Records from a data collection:
☆ ☆ ☆ ☆ ☆

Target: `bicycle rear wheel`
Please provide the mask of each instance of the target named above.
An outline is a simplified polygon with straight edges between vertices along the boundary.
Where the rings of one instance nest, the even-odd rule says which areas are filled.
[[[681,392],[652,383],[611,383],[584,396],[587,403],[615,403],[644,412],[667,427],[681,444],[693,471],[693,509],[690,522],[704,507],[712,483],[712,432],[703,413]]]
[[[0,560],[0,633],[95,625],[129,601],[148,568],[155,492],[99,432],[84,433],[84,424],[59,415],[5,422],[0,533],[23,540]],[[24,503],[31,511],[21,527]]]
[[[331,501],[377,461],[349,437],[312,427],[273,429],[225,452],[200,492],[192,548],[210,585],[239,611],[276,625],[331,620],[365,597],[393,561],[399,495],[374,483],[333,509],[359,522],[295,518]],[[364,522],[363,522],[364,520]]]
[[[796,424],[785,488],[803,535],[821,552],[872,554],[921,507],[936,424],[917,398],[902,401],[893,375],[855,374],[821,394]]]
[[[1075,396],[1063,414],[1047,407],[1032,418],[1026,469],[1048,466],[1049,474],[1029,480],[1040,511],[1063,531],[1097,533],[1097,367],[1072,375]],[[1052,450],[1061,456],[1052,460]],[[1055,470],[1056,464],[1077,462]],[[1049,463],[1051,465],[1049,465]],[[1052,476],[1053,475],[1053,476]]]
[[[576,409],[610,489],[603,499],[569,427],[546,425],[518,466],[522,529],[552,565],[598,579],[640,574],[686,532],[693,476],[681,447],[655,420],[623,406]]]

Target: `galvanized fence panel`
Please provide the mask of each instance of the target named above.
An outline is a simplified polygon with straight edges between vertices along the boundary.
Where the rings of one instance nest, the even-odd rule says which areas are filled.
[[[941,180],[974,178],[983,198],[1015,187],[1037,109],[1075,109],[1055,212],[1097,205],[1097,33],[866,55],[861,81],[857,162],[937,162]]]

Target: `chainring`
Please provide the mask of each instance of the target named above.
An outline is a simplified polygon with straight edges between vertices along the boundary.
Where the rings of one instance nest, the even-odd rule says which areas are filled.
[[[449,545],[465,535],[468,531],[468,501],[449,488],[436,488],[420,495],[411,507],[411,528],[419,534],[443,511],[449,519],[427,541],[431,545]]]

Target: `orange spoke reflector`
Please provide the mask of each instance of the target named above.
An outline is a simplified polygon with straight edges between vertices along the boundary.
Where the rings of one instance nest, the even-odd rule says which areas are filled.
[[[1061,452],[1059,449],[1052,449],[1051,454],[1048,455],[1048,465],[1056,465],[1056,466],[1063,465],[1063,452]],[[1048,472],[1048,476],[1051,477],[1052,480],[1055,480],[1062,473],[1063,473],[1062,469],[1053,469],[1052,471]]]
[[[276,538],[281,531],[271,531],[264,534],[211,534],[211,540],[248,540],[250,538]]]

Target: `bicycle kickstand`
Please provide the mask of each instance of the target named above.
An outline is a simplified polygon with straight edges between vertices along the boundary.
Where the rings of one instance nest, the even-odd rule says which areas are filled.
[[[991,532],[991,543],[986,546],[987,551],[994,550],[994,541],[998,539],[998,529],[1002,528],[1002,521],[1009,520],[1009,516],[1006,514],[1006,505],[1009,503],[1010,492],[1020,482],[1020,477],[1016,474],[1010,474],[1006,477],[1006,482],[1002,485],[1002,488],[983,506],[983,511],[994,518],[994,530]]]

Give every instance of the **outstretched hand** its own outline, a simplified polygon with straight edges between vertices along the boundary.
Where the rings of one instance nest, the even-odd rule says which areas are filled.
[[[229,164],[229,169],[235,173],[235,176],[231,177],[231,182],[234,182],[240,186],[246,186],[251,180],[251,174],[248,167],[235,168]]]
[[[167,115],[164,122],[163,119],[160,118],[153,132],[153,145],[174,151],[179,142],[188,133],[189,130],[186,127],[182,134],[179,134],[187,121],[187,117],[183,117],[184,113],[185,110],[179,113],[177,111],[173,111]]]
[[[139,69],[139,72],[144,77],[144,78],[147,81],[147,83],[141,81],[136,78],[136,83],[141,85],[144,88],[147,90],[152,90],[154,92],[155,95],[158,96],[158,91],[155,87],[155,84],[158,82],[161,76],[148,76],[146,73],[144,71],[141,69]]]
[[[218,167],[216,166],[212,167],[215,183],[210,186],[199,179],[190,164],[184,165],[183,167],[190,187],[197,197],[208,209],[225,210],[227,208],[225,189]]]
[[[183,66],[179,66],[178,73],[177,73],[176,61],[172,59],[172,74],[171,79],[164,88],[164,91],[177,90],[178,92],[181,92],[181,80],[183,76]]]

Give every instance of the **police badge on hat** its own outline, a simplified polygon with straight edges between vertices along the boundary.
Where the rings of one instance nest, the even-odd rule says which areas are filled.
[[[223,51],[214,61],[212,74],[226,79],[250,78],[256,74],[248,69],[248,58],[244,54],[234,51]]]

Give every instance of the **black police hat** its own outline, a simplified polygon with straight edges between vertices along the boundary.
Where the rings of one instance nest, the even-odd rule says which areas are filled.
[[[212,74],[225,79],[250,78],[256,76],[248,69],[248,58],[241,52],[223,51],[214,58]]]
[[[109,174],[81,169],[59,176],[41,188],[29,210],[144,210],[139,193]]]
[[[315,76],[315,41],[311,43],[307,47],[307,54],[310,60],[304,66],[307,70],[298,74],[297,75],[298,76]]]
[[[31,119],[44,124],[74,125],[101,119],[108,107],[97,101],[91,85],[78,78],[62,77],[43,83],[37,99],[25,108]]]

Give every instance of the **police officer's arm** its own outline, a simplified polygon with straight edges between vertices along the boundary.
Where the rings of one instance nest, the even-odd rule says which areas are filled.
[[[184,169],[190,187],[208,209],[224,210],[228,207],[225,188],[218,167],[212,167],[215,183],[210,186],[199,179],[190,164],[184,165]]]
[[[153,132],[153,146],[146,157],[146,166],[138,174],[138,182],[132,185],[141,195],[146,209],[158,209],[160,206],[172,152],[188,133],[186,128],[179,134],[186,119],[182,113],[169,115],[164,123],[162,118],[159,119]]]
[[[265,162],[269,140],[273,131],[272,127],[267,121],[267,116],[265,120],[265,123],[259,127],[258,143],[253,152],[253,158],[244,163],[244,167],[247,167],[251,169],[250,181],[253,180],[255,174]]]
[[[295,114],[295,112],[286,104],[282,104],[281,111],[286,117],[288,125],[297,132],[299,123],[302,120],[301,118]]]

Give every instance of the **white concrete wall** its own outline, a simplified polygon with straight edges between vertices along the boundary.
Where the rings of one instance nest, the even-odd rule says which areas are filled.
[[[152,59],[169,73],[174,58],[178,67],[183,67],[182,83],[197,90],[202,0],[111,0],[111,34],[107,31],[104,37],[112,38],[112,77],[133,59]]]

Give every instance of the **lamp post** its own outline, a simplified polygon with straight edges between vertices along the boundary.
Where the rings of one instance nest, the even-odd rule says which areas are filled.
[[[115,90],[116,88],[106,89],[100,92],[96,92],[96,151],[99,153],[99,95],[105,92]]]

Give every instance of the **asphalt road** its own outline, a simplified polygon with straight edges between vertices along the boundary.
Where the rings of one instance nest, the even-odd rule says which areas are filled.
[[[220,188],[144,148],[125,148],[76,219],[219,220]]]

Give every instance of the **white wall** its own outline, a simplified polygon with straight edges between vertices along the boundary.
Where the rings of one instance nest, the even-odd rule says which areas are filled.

☆ ☆ ☆ ☆ ☆

Copy all of the records above line for line, changing nothing.

Target: `bicycle rear wheel`
Please provide the mask of each instance of the target named above.
An outline is a simplified polygon with straight edges between vertices along the boundary.
Where the rings of one instance nest, the even-odd rule says which areas are filled.
[[[681,392],[652,383],[611,383],[584,396],[587,403],[615,403],[644,412],[667,427],[681,444],[693,471],[693,509],[690,522],[704,507],[712,483],[712,432],[703,413]]]
[[[0,560],[0,633],[95,625],[129,601],[148,568],[155,492],[99,432],[84,433],[84,424],[59,415],[5,422],[0,533],[23,540]],[[24,503],[31,511],[21,527]]]
[[[331,501],[377,461],[349,437],[312,427],[273,429],[225,452],[200,492],[192,548],[210,585],[239,611],[276,625],[331,620],[365,597],[393,561],[399,495],[374,483],[333,509],[359,522],[295,518]],[[364,522],[363,522],[364,520]]]
[[[796,424],[785,488],[803,535],[821,552],[872,554],[921,507],[936,424],[917,398],[902,401],[893,375],[855,374],[821,394]]]
[[[1075,396],[1063,414],[1047,407],[1032,418],[1026,469],[1048,466],[1049,474],[1029,480],[1040,511],[1063,531],[1097,533],[1097,367],[1072,375]],[[1052,450],[1061,456],[1052,460]],[[1055,470],[1056,464],[1077,462]],[[1049,463],[1051,465],[1049,465]],[[1052,476],[1053,475],[1053,476]]]
[[[576,409],[610,489],[603,499],[569,427],[546,425],[518,466],[522,529],[552,565],[598,579],[640,574],[686,532],[693,476],[681,447],[655,420],[623,406]]]

Target: `galvanized fence panel`
Please provide the mask of each instance of the target named above.
An outline is a simplified polygon with straight edges between vertices along the boundary.
Where the rings of one instance nest, the even-odd rule says which areas are filled.
[[[941,180],[974,178],[983,198],[1015,187],[1037,109],[1075,109],[1055,212],[1097,205],[1097,33],[866,55],[861,81],[857,162],[937,162]]]

Target: `chainring`
Please provide the mask of each instance of the target named above.
An outline is a simplified polygon with straight edges between vertices along the boundary.
Where the rings of one instance nest, the even-odd rule says which areas are filled.
[[[449,545],[465,535],[468,531],[468,501],[449,488],[436,488],[420,495],[411,507],[411,528],[419,534],[443,511],[449,519],[427,541],[431,545]]]

Target: `orange spoke reflector`
Please provide the mask of each instance of the target named above.
An outline is a simplified polygon with straight edges between vertices along the boundary.
Where the rings of one instance nest, the even-odd rule says which areas are filled.
[[[1061,452],[1059,449],[1052,449],[1051,454],[1048,455],[1048,465],[1056,465],[1056,466],[1063,465],[1063,452]],[[1048,472],[1048,476],[1051,477],[1052,480],[1055,480],[1062,473],[1063,473],[1062,469],[1053,469],[1052,471]]]
[[[276,538],[281,531],[271,531],[264,534],[211,534],[211,540],[248,540],[250,538]]]

Target: `bicycle kickstand`
Please provide the mask of each instance of the target named above.
An outline is a simplified polygon with straight edges between vertices along the boundary.
Where the rings of one instance nest, the even-odd rule says which areas are filled.
[[[991,532],[991,543],[986,546],[987,551],[994,550],[994,541],[998,539],[998,529],[1002,528],[1002,521],[1009,520],[1009,516],[1006,514],[1006,505],[1009,503],[1010,492],[1020,482],[1020,477],[1016,474],[1010,474],[1006,477],[1006,482],[1002,485],[1002,488],[983,506],[983,511],[994,518],[994,530]]]

Give every instance of the **outstretched hand** its own outline, a simplified polygon with straight edges between vertices along the boundary.
Where the rings of one instance nest, the even-odd rule says which areas are filled.
[[[229,164],[229,169],[235,173],[235,176],[231,177],[231,182],[234,182],[240,186],[246,186],[251,180],[251,174],[248,167],[235,168]]]
[[[167,115],[164,122],[163,119],[160,118],[153,132],[153,145],[174,151],[179,142],[188,133],[189,130],[186,127],[182,134],[179,134],[187,121],[187,117],[183,117],[184,113],[185,110],[179,113],[177,111],[173,111]]]
[[[139,69],[139,72],[144,77],[144,78],[147,81],[147,83],[141,81],[136,78],[136,83],[141,85],[144,88],[147,90],[152,90],[154,92],[155,95],[158,96],[158,91],[155,87],[155,84],[158,82],[161,76],[148,76],[146,73],[144,71],[141,69]]]
[[[218,167],[216,166],[212,167],[215,183],[210,186],[199,179],[190,164],[184,165],[183,167],[190,187],[197,197],[208,209],[225,210],[227,208],[225,189]]]
[[[183,66],[179,66],[178,73],[177,73],[176,61],[172,59],[172,74],[171,79],[164,88],[164,91],[177,90],[178,92],[181,92],[181,80],[183,76]]]

Give every instance of the **police badge on hat** its own outline, a simplified polygon with straight edges between vertices along the boundary.
Where the rings of one instance nest, the even-odd rule says which areas are filled.
[[[223,51],[214,61],[212,74],[226,79],[250,78],[256,74],[248,69],[248,58],[244,54],[234,51]]]

Give every instance of the **black police hat** its own outline, a simplified polygon with straight edges between vertices along the boundary.
Where the rings of one instance nest, the even-odd rule says which areas are filled.
[[[212,74],[225,79],[250,78],[256,76],[248,69],[248,58],[241,52],[223,51],[214,58]]]
[[[109,174],[81,169],[59,176],[41,188],[29,210],[144,210],[139,193]]]
[[[315,76],[315,41],[311,43],[307,47],[307,54],[310,60],[304,66],[307,70],[298,74],[297,75],[298,76]]]
[[[31,119],[44,124],[74,125],[101,119],[108,107],[97,101],[91,85],[78,78],[62,77],[43,83],[37,99],[25,108]]]

Give every instance of the **police officer's arm** its own outline, a simplified polygon with straight edges between vertices along the boundary.
Where the rings of one instance nest, the even-odd rule says which areas are filled.
[[[184,169],[190,187],[208,209],[224,210],[228,207],[225,188],[218,167],[212,167],[215,183],[210,186],[199,179],[190,164],[184,165]]]
[[[153,132],[153,146],[146,157],[146,166],[138,174],[138,182],[132,185],[141,195],[146,209],[158,209],[160,206],[172,152],[188,133],[186,128],[179,134],[186,119],[182,113],[169,115],[164,123],[162,118],[159,119]]]
[[[265,162],[269,140],[273,131],[272,127],[267,121],[267,116],[265,120],[265,123],[259,127],[258,143],[253,152],[253,158],[244,163],[244,167],[247,167],[251,169],[250,181],[253,180],[255,174]]]
[[[295,114],[295,112],[286,104],[282,104],[281,111],[286,117],[288,125],[297,132],[299,123],[302,120],[301,118]]]

Give every instance of the **white concrete wall** its own outline, a simplified polygon with straight edges between vertices along the boundary.
Where the rings of one instance nest, the even-odd rule says which areas are filled.
[[[152,59],[169,73],[174,58],[178,67],[183,67],[182,83],[197,90],[202,0],[111,0],[111,34],[107,31],[104,37],[112,38],[112,77],[133,59]]]

Give every instance of the **lamp post** its own outline, a simplified polygon with straight edges between vertices along the boundary.
Where the rings of one instance nest, the even-odd rule says which areas are filled.
[[[115,90],[116,88],[106,89],[100,92],[96,92],[96,151],[99,153],[99,95],[105,92]]]

Give every instance of the **asphalt road** its own outline, a simplified polygon with straight edges between vertices along the boundary.
Where the rings of one instance nest, the even-odd rule says which areas are filled.
[[[220,188],[144,148],[125,148],[76,219],[219,220]]]

Give every instance of the **white wall** its own outline, a simplified polygon with straight edges between vertices along the boundary.
Where the rings of one instance nest, the even-odd rule says which areas are filled.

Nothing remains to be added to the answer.